## PARTS OF THE EXERCISE
1 > In the exhibition listings, what purpose does the group show give for the seven artists' use of drawing?
2 > In the exhibition listings, reproduce the passage from "Dan Coopey describes" to "of string demonstrations.", substituting "captive" for "hostage".

## PAGE EXTRACT
________________________
This group show will explore seven artists’ uses of drawing, in the widest sense, to challenge the current means and modes through which essential data is formalised (from scientific concepts to daily rotas) and offer alternatives. Artist-architect Marjetica Potrč responds to real-life scenarios with building projects, identifying both the utopian ideals and practicalities that the process of finding a solution raises. Meticulous researcher Janie Kerbel takes on the historically macho world of topography for this project, etching a town for ghosts based on the former constellations of dead stars, while video artist Paul Rooney offers up a short story based on a salvationist website. There will be a symposium, with performances, at Tate Modern on November 12

Dan Coopey
The Agency
www.theagencygallery.co.uk
30/10-16/12

Dan Coopey describes the relationship between visual languages and communication strategies like that between hostage and kidnapper. The British sculptor isolates visual elements of (often time-based) information as if the essential channels of an overloaded music track, releasing actions and forms from the limits of their contexts. Coopey’s material sources, for this his first solo exhibition at The Agency, include illustrations from a 1970s Israeli children’s book, colour spectra and a video of string demonstrations.
________________________
## INFORMATION SUPPLIED

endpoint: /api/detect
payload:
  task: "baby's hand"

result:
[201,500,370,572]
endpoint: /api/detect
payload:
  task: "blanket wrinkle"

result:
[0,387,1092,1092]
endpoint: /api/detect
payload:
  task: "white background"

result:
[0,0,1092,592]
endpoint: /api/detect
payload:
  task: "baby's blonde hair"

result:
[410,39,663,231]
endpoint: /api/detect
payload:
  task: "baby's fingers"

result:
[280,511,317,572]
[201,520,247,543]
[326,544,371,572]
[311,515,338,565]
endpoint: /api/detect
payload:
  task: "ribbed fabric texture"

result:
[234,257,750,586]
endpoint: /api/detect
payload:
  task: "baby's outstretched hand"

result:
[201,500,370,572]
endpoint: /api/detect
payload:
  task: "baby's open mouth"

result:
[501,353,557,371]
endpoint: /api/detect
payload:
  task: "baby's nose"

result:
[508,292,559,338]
________________________
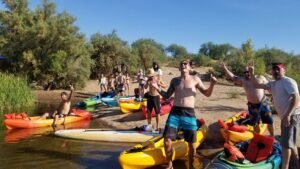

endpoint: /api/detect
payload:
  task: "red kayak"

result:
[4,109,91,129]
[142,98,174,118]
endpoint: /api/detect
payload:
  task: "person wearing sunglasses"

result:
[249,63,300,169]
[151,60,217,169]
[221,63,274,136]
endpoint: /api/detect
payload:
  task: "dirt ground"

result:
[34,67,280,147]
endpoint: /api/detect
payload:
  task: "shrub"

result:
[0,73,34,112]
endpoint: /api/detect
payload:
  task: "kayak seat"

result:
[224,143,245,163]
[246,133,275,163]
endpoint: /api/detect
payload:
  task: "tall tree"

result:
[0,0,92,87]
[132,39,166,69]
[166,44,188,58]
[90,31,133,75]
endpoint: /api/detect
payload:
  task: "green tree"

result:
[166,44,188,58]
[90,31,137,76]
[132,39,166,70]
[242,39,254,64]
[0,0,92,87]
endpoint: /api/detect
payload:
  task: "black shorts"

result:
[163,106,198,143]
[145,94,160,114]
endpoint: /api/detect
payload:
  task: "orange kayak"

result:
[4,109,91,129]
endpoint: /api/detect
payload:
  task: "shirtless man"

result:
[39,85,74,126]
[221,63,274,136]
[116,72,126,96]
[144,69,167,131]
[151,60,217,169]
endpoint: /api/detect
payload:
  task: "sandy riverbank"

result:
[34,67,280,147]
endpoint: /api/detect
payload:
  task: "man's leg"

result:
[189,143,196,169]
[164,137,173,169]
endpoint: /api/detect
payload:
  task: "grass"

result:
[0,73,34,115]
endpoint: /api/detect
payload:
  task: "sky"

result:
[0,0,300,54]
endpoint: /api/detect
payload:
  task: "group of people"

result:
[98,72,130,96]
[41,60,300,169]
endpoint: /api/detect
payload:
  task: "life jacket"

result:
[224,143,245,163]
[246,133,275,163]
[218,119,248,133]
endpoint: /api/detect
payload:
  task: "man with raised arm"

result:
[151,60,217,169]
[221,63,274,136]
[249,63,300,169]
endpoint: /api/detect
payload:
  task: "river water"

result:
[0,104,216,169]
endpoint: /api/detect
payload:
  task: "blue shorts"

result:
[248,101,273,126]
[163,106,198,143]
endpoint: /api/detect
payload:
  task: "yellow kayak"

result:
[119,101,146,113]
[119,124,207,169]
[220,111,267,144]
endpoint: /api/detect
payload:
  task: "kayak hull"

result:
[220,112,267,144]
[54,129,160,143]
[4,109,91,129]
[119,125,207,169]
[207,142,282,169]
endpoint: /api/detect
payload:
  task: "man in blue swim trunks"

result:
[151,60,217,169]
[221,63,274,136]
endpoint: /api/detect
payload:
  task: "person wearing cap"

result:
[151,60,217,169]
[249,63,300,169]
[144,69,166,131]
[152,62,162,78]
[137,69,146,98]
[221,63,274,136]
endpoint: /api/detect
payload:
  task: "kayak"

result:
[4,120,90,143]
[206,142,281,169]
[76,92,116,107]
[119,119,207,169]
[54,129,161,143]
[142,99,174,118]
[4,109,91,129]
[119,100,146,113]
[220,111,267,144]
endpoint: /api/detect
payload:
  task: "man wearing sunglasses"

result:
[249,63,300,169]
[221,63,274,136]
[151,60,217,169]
________________________
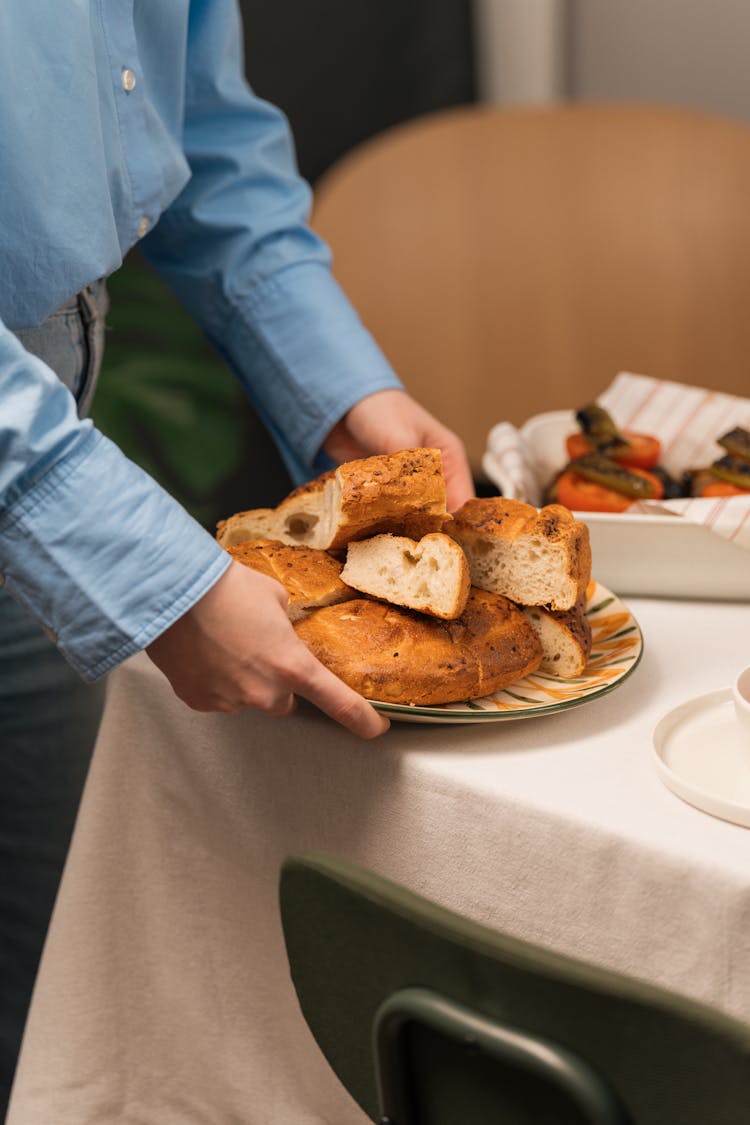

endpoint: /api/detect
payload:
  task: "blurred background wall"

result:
________________________
## REPLIES
1 > The artists use drawing to challenge the current means and modes through which essential data is formalized, from scientific concepts to daily rotas, and to offer alternatives.

2 >
Dan Coopey describes the relationship between visual languages and communication strategies like that between captive and kidnapper. The British sculptor isolates visual elements of (often time-based) information as if the essential channels of an overloaded music track, releasing actions and forms from the limits of their contexts. Coopey’s material sources, for this his first solo exhibition at The Agency, include illustrations from a 1970s Israeli children’s book, colour spectra and a video of string demonstrations.